STORED ROWS -
Start

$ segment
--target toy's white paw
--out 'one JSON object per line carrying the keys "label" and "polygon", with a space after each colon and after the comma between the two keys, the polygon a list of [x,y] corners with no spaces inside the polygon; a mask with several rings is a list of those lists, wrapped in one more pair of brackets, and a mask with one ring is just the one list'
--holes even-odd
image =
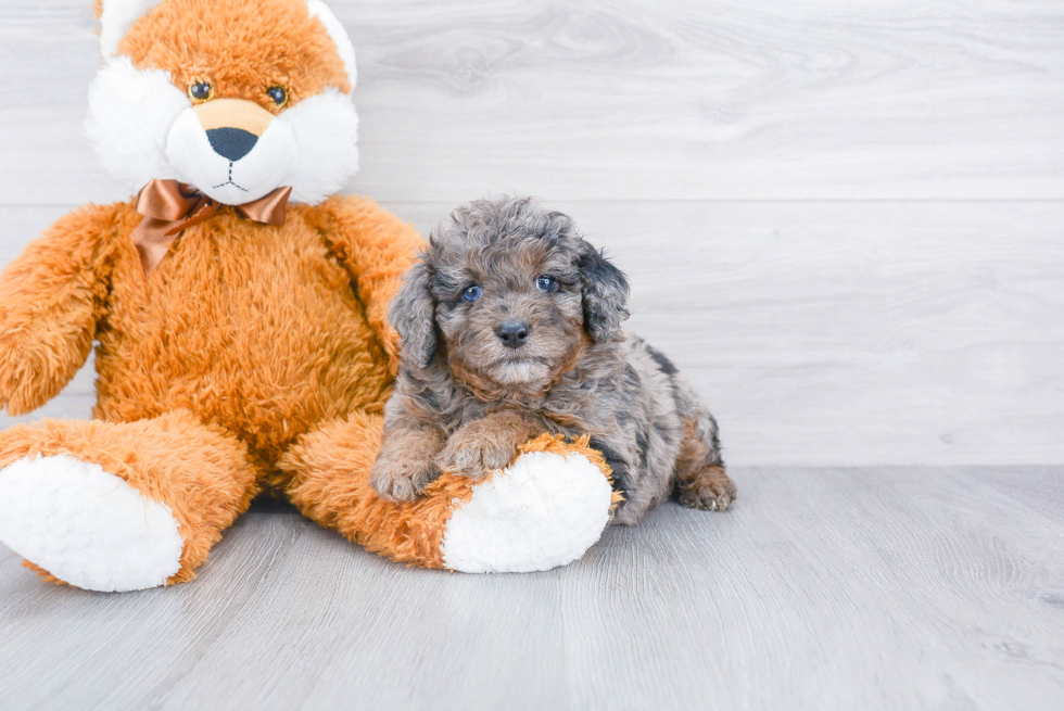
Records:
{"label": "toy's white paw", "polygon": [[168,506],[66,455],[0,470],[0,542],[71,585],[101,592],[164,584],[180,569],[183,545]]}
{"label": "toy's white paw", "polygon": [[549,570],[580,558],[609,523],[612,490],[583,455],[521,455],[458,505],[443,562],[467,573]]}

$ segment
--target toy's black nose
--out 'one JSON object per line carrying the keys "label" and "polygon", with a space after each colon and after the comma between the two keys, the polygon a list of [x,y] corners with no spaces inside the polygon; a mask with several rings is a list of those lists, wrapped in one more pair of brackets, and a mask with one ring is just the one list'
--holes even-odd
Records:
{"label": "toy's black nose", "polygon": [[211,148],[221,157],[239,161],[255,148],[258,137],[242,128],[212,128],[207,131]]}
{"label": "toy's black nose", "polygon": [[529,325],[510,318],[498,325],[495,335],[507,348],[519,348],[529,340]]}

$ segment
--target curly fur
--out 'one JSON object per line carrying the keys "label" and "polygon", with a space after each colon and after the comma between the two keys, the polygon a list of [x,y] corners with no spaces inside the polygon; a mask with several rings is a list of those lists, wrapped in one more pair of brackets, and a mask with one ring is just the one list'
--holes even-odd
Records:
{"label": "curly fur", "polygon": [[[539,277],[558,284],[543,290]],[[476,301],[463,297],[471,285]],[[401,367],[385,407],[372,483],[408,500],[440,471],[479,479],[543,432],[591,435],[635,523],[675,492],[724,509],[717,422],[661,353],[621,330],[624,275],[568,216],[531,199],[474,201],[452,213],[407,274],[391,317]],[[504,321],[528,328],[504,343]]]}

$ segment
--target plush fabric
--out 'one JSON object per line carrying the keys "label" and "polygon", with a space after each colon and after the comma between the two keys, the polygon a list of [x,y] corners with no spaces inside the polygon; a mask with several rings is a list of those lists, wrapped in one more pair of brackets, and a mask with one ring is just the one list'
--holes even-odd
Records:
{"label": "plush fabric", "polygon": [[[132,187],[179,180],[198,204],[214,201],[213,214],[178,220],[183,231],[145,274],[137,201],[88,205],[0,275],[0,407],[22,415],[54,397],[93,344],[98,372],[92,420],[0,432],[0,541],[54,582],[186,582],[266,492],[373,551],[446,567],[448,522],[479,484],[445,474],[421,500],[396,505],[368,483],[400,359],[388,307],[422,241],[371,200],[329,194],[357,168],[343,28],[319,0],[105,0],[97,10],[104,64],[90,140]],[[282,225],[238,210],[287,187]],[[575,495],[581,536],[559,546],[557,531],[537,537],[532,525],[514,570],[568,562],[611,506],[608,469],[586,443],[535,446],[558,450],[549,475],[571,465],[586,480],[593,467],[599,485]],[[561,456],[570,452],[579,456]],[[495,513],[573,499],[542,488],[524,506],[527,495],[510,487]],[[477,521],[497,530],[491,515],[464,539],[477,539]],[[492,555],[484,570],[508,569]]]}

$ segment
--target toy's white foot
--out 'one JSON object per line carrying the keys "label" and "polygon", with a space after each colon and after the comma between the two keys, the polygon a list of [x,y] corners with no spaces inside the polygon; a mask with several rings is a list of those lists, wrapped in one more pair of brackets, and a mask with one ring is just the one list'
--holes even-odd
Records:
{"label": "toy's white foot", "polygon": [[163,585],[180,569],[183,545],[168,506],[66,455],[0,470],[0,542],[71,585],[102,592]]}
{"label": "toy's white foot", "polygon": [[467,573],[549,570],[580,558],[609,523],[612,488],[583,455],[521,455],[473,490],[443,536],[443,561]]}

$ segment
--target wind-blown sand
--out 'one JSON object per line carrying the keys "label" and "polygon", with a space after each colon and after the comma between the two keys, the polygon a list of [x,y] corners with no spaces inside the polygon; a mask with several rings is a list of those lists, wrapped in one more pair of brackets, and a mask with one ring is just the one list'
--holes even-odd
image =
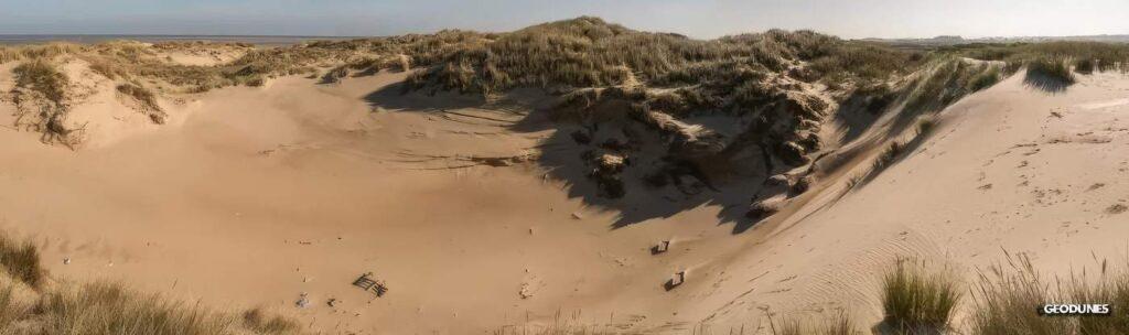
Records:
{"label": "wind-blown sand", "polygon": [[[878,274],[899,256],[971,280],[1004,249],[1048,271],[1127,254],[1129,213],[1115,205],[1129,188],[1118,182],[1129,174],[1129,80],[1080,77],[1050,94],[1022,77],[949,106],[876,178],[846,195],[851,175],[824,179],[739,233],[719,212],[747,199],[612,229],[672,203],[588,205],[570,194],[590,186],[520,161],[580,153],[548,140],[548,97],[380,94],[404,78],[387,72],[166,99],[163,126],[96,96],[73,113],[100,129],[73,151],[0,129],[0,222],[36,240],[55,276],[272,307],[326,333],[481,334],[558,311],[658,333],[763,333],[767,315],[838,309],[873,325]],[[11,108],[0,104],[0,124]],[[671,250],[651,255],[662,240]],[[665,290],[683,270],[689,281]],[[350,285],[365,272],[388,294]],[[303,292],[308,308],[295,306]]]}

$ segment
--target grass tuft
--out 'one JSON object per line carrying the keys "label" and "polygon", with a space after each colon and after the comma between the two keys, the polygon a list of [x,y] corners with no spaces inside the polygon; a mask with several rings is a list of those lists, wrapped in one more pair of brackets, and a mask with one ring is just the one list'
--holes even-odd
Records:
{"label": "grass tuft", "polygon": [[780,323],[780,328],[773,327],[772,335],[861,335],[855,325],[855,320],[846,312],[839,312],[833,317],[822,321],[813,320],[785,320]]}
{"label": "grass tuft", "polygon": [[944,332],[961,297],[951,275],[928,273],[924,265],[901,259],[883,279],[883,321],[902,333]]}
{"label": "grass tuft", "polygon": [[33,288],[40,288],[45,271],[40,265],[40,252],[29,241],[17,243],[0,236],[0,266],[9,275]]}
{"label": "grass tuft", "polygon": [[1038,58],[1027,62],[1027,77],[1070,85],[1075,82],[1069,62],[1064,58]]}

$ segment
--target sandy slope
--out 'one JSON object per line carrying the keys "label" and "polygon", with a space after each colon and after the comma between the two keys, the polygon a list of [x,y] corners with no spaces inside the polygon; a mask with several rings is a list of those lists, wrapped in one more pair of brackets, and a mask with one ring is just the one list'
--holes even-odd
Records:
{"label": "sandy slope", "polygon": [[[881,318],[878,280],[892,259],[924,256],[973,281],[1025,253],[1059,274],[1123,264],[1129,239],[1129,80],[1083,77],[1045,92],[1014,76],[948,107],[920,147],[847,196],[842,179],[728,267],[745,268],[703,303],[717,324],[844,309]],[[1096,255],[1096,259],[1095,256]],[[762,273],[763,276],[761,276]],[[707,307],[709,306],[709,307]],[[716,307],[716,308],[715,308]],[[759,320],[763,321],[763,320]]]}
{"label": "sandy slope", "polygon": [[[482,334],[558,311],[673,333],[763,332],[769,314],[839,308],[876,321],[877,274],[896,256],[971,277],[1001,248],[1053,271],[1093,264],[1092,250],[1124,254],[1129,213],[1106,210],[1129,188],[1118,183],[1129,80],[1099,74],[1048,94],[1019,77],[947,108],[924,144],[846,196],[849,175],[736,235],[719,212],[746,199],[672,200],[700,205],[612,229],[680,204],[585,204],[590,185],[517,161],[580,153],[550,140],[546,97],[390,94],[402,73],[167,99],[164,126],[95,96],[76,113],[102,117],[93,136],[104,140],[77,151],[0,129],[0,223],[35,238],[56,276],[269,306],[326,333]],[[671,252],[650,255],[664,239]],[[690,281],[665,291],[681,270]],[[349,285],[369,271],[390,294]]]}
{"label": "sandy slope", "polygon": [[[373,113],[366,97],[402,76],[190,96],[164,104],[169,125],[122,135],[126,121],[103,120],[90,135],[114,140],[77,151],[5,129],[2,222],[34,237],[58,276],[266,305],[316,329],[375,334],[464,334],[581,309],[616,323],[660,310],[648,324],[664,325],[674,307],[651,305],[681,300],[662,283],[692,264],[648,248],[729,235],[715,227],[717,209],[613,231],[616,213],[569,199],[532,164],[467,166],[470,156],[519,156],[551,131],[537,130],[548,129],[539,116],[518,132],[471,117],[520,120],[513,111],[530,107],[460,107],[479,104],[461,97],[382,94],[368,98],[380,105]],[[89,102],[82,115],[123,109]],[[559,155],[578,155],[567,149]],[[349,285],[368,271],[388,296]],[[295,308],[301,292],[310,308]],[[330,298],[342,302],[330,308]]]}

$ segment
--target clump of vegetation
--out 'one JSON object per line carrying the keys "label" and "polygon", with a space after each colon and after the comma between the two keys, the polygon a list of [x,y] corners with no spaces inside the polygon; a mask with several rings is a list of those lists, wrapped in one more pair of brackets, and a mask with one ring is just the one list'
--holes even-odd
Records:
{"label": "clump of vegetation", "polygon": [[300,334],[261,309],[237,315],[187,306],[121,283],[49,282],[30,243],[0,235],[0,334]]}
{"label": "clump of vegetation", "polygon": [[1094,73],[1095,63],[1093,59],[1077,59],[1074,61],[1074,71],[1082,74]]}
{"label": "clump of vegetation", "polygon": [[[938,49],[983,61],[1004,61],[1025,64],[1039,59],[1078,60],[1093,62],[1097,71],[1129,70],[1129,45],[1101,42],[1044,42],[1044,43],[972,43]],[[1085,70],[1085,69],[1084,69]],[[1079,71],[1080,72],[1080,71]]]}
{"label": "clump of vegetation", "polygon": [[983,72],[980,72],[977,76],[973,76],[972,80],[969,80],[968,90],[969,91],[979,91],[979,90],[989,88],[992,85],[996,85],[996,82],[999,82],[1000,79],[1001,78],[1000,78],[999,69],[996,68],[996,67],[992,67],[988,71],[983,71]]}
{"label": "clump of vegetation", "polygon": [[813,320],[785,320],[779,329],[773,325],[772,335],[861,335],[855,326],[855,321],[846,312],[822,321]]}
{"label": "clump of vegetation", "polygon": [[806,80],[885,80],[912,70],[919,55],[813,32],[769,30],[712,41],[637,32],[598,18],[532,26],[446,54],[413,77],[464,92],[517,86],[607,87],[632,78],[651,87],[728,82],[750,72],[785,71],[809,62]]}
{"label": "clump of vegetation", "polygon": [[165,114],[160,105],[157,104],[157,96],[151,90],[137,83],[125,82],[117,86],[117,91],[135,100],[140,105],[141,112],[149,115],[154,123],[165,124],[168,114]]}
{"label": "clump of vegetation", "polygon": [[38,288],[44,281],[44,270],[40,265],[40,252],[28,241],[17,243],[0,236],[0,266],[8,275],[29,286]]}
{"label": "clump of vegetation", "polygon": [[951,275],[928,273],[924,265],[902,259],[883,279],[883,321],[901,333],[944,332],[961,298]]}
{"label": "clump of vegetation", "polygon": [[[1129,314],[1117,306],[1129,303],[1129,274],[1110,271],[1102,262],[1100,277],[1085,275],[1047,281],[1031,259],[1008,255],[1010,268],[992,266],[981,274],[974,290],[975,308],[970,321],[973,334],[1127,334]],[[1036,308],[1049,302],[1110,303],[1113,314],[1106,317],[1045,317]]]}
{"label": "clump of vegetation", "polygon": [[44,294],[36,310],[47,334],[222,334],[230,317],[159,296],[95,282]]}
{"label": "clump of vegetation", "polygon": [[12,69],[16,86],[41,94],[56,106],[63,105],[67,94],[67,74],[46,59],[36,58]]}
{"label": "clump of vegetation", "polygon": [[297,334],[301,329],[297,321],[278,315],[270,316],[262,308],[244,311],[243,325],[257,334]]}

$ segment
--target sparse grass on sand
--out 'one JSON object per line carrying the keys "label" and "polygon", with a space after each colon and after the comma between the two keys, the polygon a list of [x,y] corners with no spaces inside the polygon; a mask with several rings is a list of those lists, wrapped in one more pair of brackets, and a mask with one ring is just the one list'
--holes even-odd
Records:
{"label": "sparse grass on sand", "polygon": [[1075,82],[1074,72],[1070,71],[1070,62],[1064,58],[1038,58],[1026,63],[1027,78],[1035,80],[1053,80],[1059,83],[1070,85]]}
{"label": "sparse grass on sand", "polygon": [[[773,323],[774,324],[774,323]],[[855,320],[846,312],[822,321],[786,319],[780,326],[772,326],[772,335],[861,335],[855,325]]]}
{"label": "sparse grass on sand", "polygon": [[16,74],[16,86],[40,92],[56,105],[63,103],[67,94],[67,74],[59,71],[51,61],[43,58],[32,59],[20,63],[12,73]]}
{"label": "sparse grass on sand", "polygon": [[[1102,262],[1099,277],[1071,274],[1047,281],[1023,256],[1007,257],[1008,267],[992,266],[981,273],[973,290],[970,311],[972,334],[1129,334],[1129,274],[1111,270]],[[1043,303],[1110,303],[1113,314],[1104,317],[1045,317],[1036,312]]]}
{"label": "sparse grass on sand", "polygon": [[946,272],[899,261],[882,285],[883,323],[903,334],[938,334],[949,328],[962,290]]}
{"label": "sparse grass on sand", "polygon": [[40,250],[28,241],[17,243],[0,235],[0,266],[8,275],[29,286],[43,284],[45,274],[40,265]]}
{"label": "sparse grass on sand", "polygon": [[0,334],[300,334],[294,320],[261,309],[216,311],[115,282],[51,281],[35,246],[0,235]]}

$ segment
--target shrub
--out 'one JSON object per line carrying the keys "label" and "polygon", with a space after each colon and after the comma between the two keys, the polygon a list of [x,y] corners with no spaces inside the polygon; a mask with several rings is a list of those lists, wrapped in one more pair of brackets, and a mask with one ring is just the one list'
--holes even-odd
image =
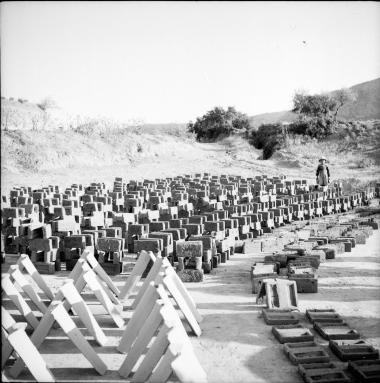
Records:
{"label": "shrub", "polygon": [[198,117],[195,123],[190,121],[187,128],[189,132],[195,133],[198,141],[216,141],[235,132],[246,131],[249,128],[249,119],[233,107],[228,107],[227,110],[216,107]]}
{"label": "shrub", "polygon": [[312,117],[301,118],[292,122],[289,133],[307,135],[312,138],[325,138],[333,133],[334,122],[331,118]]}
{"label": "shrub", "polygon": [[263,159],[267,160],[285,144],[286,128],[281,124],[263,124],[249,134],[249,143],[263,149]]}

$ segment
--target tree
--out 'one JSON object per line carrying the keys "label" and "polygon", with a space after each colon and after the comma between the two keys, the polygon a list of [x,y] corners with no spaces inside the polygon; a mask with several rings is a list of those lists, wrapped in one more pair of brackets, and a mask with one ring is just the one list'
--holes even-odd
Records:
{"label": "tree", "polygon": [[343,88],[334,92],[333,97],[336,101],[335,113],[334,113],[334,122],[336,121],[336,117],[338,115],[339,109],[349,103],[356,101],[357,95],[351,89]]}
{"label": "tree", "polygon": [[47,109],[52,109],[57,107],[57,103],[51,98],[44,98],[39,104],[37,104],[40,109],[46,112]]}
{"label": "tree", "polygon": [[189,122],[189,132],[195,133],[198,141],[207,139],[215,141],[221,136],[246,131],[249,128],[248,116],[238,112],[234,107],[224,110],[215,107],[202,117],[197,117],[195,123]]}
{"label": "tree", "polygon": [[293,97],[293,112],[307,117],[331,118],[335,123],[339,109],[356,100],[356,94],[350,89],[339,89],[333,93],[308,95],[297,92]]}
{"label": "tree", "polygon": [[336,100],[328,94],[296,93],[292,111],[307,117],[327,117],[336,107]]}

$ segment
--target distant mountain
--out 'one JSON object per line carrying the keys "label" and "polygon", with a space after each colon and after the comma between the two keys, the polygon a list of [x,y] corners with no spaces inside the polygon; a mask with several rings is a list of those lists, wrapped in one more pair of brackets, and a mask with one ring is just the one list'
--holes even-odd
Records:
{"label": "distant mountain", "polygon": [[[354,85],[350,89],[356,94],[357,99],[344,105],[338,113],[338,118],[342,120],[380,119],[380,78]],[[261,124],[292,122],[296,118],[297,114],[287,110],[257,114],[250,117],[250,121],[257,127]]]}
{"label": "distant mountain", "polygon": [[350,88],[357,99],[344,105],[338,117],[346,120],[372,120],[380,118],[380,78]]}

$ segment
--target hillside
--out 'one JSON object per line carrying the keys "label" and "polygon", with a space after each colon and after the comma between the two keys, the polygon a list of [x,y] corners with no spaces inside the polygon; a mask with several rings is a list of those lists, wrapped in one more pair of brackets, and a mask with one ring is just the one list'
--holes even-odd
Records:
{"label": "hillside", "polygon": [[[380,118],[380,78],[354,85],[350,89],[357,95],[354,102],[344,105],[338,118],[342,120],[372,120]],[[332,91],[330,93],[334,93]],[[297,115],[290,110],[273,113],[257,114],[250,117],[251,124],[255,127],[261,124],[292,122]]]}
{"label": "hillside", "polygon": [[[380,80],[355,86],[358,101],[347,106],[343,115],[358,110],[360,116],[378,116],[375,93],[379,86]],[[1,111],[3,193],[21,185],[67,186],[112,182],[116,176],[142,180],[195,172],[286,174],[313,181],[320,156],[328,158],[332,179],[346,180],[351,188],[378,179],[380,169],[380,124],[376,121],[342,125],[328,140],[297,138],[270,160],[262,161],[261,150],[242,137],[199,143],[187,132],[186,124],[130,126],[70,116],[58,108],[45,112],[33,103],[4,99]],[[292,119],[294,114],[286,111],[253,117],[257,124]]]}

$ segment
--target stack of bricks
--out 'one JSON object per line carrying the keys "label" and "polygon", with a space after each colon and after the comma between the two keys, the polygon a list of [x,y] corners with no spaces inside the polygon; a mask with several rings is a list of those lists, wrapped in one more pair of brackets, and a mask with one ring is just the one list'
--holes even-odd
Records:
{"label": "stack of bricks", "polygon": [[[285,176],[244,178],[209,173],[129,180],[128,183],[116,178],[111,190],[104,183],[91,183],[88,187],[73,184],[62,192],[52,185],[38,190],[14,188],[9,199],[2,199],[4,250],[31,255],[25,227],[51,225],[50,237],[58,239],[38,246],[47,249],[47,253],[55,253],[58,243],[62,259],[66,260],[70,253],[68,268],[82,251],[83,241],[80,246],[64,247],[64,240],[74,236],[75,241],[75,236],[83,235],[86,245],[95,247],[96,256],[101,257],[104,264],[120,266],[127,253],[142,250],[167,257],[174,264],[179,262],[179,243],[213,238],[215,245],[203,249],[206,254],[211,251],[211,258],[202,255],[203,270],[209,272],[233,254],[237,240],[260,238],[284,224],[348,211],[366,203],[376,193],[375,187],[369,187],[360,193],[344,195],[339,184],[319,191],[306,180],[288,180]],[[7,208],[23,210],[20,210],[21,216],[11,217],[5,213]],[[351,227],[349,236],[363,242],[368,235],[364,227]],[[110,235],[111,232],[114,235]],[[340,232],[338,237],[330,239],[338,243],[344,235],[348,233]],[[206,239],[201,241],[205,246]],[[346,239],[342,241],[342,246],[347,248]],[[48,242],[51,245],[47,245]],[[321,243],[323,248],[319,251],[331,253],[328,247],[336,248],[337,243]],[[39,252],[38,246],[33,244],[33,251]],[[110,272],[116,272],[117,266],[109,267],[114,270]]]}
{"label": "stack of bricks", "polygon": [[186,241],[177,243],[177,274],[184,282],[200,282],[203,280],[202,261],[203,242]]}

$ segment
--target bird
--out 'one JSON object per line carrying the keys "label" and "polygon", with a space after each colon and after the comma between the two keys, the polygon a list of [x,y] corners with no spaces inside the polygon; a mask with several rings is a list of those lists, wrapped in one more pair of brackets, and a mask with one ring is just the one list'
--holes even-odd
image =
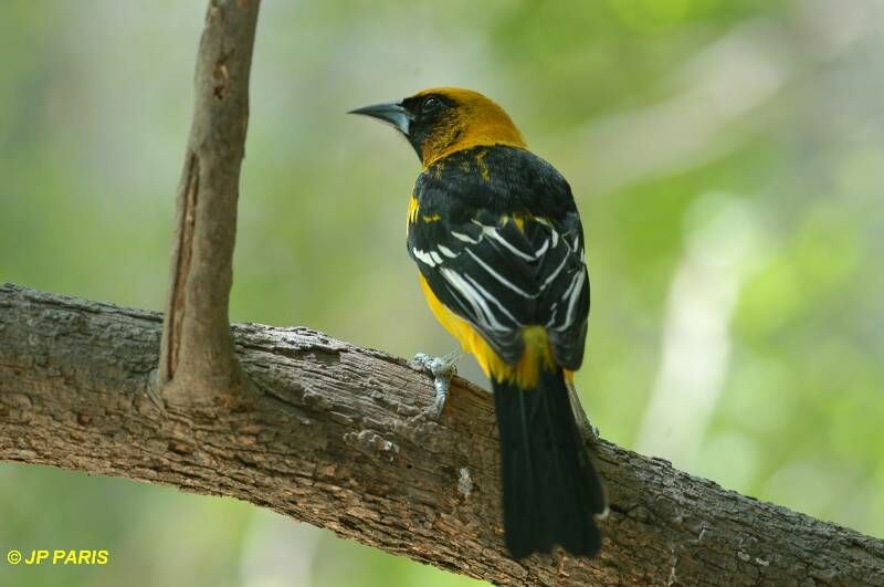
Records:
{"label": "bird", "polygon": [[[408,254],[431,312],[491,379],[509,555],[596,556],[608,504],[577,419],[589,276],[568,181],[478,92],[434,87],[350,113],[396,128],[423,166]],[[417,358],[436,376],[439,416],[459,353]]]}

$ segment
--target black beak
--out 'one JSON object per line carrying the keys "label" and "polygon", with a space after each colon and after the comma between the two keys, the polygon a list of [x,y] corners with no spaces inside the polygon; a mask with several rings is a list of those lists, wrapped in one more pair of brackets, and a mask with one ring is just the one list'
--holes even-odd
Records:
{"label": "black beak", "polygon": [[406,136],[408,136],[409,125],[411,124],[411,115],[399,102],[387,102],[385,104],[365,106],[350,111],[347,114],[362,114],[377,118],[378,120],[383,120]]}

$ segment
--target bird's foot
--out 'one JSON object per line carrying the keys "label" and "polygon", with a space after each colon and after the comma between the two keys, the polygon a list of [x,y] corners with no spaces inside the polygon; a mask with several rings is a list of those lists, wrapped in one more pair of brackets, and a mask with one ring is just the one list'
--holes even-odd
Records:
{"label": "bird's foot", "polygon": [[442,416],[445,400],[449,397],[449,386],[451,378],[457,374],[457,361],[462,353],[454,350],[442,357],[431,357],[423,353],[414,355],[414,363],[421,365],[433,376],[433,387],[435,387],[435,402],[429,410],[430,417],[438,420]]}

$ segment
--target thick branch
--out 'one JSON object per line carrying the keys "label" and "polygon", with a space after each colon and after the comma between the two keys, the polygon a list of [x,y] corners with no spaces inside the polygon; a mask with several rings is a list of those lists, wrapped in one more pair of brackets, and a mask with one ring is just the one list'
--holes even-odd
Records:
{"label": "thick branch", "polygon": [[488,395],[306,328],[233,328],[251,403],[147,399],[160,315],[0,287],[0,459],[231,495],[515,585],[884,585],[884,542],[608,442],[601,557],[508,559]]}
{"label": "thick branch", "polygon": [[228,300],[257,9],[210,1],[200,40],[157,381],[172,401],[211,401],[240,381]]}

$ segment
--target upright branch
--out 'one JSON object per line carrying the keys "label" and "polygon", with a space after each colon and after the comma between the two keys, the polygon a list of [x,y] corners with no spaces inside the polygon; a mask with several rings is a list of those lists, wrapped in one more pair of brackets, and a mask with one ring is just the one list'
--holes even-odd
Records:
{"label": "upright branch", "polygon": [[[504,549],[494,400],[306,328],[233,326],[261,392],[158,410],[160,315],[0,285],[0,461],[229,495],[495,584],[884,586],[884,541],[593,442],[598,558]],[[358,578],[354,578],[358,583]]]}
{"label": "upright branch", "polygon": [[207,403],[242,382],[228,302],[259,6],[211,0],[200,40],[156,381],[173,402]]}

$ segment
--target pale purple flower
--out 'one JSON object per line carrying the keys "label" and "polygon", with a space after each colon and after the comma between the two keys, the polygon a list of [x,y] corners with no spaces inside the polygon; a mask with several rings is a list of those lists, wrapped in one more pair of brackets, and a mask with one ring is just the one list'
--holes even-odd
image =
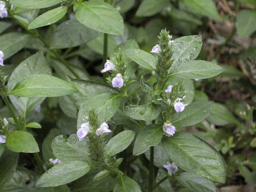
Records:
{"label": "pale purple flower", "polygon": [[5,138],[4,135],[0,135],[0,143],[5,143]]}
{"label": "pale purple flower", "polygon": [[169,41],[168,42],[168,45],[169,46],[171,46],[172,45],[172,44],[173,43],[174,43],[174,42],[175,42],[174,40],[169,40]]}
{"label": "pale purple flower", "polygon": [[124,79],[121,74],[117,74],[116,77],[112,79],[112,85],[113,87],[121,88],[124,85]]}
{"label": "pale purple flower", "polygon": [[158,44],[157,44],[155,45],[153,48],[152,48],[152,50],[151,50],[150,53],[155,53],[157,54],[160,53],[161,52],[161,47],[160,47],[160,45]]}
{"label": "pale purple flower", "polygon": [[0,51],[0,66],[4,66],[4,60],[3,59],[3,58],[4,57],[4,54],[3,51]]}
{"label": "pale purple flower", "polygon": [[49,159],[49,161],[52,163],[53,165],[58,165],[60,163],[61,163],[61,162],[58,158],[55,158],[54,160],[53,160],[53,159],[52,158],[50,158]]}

End

PROBLEM DETAILS -
Count the lines in the rows above that contain the string "branch", and give only that number.

WRITTEN RESPONSE -
6